• The problem: Reproduce the lines of the records from the line with "Confirm that each instance of the yellow ray" to the line with "Confirm that each instance of the green sepal", both included.

• Stored records:
--- begin ---
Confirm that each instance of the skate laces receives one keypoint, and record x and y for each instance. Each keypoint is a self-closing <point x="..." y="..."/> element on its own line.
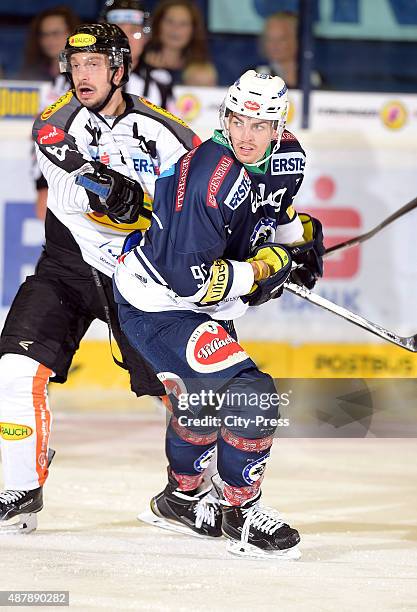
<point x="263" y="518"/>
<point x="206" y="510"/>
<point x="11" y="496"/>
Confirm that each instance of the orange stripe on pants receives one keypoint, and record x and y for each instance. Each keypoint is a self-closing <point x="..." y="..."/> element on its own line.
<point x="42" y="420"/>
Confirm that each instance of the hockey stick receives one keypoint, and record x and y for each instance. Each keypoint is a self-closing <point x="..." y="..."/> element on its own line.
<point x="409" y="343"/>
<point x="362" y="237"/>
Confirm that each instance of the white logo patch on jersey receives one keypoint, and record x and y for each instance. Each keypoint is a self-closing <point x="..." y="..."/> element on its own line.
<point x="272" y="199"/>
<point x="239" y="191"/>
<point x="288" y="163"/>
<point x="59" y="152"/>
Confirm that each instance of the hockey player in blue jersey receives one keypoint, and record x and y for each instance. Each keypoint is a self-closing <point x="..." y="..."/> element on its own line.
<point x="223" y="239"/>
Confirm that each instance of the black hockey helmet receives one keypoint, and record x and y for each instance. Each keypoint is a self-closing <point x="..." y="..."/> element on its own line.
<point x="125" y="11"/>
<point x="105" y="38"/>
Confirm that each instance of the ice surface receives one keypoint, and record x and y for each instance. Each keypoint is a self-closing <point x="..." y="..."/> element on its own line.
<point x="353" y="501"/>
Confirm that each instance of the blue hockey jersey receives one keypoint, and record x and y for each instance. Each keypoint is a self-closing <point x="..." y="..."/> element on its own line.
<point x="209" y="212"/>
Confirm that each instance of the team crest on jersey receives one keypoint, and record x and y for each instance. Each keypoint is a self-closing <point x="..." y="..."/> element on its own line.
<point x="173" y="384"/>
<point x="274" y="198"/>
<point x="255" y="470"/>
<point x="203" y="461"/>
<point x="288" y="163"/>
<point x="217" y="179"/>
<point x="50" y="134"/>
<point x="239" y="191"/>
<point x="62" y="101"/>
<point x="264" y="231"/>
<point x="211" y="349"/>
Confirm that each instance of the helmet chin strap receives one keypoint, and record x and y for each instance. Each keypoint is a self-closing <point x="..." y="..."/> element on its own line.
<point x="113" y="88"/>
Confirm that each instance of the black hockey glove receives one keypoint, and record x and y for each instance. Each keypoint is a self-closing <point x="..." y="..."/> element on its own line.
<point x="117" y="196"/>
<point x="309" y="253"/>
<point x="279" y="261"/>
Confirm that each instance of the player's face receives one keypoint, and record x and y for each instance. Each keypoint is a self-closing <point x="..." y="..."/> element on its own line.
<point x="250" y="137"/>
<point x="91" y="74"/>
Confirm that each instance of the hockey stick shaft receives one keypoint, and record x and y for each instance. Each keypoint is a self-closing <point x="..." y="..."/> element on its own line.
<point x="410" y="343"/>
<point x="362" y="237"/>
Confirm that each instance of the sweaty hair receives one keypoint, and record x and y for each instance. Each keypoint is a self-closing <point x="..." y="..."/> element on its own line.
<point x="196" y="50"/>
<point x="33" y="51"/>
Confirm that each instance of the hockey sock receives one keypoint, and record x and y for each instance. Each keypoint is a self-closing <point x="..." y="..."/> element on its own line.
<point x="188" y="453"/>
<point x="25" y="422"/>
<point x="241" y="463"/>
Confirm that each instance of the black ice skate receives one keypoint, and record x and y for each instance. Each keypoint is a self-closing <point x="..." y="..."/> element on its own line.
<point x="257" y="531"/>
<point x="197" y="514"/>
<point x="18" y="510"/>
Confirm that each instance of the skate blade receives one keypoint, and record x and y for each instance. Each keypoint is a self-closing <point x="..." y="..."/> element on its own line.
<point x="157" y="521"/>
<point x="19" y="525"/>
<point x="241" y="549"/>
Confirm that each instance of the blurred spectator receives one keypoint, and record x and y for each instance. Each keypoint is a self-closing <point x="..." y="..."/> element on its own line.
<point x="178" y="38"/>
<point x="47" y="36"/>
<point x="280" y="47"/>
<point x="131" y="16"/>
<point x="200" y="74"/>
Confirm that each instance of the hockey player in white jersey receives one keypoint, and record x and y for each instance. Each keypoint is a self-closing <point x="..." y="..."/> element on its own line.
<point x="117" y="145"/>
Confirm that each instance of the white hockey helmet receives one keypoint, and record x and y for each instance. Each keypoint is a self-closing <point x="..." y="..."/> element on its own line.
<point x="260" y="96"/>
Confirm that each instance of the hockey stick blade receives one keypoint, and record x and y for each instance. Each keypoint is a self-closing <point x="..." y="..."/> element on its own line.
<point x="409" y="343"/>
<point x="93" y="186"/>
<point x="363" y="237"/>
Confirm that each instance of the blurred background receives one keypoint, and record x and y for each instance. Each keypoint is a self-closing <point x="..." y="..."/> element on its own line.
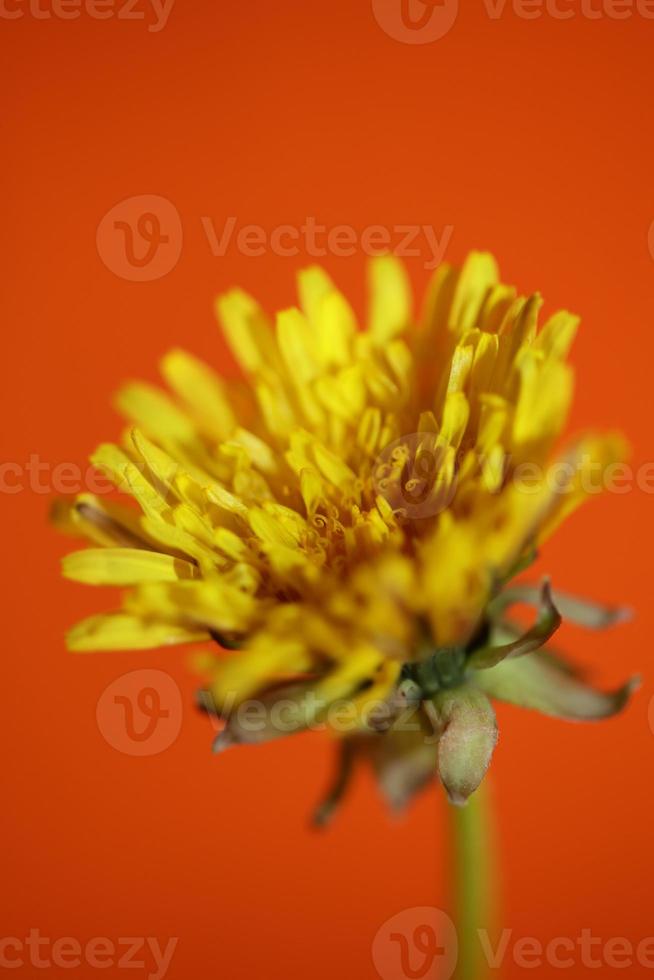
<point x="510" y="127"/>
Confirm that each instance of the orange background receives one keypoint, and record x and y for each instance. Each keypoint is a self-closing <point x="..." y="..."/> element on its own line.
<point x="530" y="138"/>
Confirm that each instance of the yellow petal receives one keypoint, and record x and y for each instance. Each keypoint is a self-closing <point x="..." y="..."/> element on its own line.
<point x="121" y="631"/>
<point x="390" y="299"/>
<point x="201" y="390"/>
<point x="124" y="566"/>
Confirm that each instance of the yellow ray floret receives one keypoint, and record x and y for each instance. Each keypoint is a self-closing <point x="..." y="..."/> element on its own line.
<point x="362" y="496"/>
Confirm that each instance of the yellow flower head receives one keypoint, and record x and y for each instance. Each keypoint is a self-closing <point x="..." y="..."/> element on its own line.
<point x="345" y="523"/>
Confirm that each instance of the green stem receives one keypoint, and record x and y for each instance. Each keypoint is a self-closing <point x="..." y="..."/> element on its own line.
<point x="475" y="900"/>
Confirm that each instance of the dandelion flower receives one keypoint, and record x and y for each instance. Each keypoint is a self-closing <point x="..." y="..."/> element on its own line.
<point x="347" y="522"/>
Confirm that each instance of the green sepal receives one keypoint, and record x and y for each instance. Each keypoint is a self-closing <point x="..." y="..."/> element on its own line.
--- end ---
--- begin ---
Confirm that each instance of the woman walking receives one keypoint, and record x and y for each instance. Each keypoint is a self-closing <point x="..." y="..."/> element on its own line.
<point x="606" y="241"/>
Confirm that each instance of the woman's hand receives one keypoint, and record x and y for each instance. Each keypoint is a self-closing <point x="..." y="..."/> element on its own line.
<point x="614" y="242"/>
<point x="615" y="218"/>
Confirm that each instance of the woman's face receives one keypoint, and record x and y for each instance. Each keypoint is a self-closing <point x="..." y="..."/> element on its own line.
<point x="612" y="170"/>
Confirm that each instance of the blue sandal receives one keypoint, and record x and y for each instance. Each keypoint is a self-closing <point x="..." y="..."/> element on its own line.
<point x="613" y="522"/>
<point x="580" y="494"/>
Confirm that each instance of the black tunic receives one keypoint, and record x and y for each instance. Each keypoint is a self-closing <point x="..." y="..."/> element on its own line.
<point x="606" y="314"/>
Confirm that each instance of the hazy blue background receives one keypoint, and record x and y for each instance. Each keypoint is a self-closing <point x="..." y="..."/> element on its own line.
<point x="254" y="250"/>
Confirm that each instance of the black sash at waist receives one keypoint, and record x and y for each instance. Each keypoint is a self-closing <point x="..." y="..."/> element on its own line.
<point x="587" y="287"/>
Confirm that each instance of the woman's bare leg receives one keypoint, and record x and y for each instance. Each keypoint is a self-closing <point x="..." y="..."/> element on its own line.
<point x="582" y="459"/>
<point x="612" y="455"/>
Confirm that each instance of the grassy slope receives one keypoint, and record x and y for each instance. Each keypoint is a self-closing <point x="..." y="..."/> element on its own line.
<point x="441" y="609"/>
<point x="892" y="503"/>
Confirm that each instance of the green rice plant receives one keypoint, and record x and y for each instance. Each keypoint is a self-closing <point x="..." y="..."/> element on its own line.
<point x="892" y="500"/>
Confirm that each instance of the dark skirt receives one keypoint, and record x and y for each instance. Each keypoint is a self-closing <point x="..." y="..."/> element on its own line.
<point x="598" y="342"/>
--- end ---
• Correct result:
Confirm that each instance of the yellow ray floret receives one keypoint, and record x and y for each instance. Each keypoint is a self-closing <point x="..." y="..."/> element on its own line.
<point x="362" y="496"/>
Confirm that each instance of the yellow flower head receives one keypoint, and record x and y for each instance. Each keypoint is a self-closing <point x="..." y="..."/> element on its own line.
<point x="345" y="523"/>
Confirm that each instance of the green stem receives one keypoint, and record x and y for each instance. Each keypoint is a self-closing <point x="..." y="..."/> element on its own line.
<point x="475" y="900"/>
Confirm that each instance of the dandelion flower receives one keypoint, and record x and y for each instance. Each keypoint is a self-closing <point x="..." y="..."/> element on its own line.
<point x="347" y="522"/>
Confirm that each instance of the green sepal receives one keypoint, and record x and y for each instance. Each keypoint is a self-closing <point x="..." y="..."/> element on its own line.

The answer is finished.